> **Kutipan Sumber**:
□ □ □ □ □ □ □
KETUHANAN merupakan aspek paling penting dalam akidah Islam. Ia menjadi ushuluddin (pondasi agama) yang seluruh keyakinan lainnya bermula dan berakhir kepadanya.
Pengetahuan anak-anak tentang penciptanya ini juga merupakan hal terpenting, karena pengetahuan yang sejak dini biasanya terbawa hingga ke jenjang usia dewasa.
Anak umumnya bersifat teis, mengenal dan mempercayai Tuhan, dan umumnya kepercayaan itu dibawa sejak dari keluarga. Hanya saja ada terdapat perbedaan pengetahuan antara anak yang satu dengan lainnya, terutama yang berbeda usianya.
Anak-anak yang usia rata-ratanya enam, tujuh, dan delapan tahun, memperlihatkan bahwa pengetahuan mereka tentang Allah SWT yang paling diingat adalah sosok Tuhan sebagai pencipta.
Namun pada usia ini juga, ia mulai memahami bahwa Allah SWT memiliki kekuatan dan kemampuan yang Maha Besar. Kekuatan Tuhan selalu dibandingkan anak dengan kekuatan lain yang ada disekitarnya atau yang pernah dia kenal seperti dalam film-film yang ditontonnya.
Seorang guru agama bercerita bahwa salah seorang anak pernah bertanya mana yang lebih kuat antara Allah dengan power rangers?
Jika kita telusuri, salah satu yang menyebabkan anak-anak tersebut tertarik pada sosok Tuhan dikarenakan dalam benaknya Tuhan adalah sosok yang sangat kuat, dan penjelasan itulah yang ia dapat dari jawaban orang sekitarnya.
Ini menunjukkan bahwa anak sangat antusias mendengar cerita mengenai sosok atau tokoh-tokoh yang penuh dengan kehebatan dan kesaktian. Keadaan ini yang akan mendorongnya untuk lebih banyak mengetahui sosok Tuhan dengan berbagai atribut, kehendak, hukum dan perintah-perintah-Nya.
□ □ □ □ □ □ □
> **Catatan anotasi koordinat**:
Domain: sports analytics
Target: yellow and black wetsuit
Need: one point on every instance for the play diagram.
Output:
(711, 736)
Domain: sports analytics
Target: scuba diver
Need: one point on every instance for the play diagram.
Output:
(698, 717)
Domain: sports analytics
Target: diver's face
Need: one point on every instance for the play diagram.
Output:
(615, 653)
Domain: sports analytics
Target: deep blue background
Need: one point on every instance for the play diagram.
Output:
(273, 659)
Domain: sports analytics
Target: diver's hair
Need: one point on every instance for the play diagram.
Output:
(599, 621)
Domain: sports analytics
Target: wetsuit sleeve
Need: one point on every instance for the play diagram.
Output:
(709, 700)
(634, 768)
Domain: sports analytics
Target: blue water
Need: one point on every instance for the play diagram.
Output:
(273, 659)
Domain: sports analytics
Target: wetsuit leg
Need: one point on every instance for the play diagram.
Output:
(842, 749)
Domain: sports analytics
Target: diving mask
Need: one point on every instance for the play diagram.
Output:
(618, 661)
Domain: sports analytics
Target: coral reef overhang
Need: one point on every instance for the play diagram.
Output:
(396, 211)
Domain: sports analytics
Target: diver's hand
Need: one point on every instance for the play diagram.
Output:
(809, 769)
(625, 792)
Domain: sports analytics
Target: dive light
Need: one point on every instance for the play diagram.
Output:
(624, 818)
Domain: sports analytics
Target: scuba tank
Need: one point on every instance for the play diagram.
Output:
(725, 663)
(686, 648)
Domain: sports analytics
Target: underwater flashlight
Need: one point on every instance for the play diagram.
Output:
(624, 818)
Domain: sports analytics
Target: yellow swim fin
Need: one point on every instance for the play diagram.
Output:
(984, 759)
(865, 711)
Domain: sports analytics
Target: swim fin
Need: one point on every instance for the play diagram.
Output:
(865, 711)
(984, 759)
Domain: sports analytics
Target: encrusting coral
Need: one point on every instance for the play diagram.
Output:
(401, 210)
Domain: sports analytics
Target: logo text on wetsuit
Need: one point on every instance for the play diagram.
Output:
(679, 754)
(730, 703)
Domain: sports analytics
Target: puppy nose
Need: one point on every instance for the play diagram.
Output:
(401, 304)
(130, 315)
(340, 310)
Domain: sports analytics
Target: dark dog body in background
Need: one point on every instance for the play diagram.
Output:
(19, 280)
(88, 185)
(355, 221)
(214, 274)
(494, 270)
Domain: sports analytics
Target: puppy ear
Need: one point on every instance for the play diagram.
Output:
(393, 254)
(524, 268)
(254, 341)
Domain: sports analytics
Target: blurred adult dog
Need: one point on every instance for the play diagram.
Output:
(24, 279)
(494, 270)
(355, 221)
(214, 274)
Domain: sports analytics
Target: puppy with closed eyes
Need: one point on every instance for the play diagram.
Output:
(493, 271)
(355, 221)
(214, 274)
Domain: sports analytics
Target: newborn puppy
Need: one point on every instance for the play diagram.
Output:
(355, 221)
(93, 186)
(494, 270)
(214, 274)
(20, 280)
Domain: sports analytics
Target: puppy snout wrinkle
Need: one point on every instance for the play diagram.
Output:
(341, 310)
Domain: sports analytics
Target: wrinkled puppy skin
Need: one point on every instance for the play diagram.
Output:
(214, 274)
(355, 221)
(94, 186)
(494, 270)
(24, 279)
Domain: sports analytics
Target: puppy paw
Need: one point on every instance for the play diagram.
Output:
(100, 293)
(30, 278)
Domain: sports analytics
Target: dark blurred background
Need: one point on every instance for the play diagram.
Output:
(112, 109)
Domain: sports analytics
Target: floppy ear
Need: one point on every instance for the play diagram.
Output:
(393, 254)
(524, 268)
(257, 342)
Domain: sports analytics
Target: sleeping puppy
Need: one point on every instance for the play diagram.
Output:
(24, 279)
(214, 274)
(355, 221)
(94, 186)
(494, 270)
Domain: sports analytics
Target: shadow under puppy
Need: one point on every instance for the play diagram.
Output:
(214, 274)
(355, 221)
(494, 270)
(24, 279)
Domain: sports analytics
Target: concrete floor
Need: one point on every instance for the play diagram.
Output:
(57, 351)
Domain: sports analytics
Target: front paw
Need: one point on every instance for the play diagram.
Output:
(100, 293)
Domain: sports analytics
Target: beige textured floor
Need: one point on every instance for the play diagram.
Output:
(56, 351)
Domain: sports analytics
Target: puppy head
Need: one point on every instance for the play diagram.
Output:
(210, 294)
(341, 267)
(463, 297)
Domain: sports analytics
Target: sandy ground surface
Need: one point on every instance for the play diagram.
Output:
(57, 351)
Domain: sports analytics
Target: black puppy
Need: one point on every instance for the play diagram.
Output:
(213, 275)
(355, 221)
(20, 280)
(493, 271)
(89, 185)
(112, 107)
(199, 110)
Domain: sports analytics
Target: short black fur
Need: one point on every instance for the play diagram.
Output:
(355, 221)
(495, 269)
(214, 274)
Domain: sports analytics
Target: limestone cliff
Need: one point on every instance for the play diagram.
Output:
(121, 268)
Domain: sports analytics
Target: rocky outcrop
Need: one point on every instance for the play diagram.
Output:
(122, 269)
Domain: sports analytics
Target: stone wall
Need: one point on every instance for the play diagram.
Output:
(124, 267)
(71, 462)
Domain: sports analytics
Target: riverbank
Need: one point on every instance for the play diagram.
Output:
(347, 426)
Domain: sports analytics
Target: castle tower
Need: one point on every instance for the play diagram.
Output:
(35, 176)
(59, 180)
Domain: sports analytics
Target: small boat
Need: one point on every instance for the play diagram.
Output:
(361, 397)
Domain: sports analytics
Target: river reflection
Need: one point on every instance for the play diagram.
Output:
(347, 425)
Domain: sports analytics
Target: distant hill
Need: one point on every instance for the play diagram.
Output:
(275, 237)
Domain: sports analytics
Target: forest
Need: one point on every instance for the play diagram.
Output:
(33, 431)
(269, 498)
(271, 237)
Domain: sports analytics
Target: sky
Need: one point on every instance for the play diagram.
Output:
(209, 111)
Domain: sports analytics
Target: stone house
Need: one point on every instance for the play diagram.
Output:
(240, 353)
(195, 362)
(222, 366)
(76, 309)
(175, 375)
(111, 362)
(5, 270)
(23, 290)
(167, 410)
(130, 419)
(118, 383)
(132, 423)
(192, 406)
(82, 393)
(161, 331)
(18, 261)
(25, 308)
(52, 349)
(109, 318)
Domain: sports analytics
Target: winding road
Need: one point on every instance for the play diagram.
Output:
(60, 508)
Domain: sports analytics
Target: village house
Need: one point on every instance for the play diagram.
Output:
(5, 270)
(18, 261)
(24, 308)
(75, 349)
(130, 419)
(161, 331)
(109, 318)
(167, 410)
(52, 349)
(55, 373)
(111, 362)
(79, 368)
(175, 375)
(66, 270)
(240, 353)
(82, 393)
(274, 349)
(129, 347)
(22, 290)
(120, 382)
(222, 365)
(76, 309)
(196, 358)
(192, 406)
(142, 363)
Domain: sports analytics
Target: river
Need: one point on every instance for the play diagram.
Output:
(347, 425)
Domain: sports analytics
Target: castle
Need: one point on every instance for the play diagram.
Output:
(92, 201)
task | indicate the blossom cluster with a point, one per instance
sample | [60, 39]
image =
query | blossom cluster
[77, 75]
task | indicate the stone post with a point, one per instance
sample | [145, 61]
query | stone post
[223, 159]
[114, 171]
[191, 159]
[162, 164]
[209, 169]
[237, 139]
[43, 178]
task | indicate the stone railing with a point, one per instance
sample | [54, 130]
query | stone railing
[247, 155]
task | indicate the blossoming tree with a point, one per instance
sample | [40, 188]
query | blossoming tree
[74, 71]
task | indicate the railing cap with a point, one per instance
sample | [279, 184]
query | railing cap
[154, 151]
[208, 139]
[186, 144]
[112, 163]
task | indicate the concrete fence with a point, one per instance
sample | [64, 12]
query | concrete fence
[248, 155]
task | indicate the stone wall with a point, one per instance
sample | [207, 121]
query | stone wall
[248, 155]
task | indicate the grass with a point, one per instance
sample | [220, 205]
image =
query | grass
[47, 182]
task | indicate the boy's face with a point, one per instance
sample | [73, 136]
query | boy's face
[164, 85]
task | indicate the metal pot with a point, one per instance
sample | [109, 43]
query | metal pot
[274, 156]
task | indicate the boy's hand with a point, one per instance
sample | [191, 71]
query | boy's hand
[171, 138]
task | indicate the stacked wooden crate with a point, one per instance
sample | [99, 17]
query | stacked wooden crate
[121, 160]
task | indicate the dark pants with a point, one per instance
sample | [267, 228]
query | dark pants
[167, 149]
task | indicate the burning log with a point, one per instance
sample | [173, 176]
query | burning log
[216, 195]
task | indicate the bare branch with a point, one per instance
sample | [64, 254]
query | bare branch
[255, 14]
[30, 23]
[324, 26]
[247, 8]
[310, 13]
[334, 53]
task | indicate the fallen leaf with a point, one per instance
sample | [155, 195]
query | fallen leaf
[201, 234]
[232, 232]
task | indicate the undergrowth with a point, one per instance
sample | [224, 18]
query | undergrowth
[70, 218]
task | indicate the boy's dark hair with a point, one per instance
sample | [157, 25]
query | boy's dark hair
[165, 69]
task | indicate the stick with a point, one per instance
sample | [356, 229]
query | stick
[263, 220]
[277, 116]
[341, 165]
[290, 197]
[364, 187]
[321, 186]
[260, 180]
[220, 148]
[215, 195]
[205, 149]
□ □ □ □ □ □ □
> **Tugas yang Dikerjakan**:
A: Salin ulang dengan tepat bagian teks tentang pengenalan anak terhadap Tuhan yang berada di antara "KETUHANAN merupakan aspek" dan "dan berakhir kepadanya.", termasuk kedua batas itu.
B: Jawablah pertanyaan berikut berdasarkan teks tentang pengenalan anak terhadap Tuhan.
(i) Apa arti istilah ushuluddin menurut teks tersebut?
(ii) Pada usia rata-rata berapa tahun anak-anak paling mengingat sosok Tuhan sebagai pencipta?
(iii) Dengan apa seorang anak membandingkan kekuatan Allah dalam pertanyaannya yang diceritakan oleh seorang guru agama?
C: Teruskan teks tentang pengenalan anak terhadap Tuhan, mulai sesudah kalimat terakhir yang tercantum.

> **Kumpulan Jawaban**:
A:
KETUHANAN merupakan aspek paling penting dalam akidah Islam. Ia menjadi ushuluddin (pondasi agama) yang seluruh keyakinan lainnya bermula dan berakhir kepadanya.

B:
(i) Pondasi agama.
(ii) Enam, tujuh, dan delapan tahun.
(iii) Dengan power rangers.

C:
Hal yang paling menonjol juga, anak-anak usia enam sampai delapan tahun menggambarkan Tuhan dengan sangat positif, yakni penuh sanjungan, pujian, pengagungan, dan penghormatan yang sepenuhnya.
Namun semua itu belum mengakar dan mendalam di benaknya, meskipun ia mulai berkeinginan melakukan hal-hal yang dianjurkan dalam agama seperti ritual-ritual peribadatan dan tidak ingin jatuh ke dalam kesalahan-kesalahan sejauh yang dilakukannya.
Pada awalnya, ritual keagamaan diikuti anak melalui tindakan orang tuanya. Shalat, misalnya, diikuti oleh anak tanpa diperintahkan orang tuanya, melainkan atas inisiatif pribadinya, disebabkan melihat perilaku orang tuanya yang selalu melaksanakan shalat.
Bahkan, sarana-sarana khas dalam shalat, seperti sajadah, peci, kain sarung, selalu diingat anak, jika orang tuanya lupa atau saat ia ingin mengerjakan shalat.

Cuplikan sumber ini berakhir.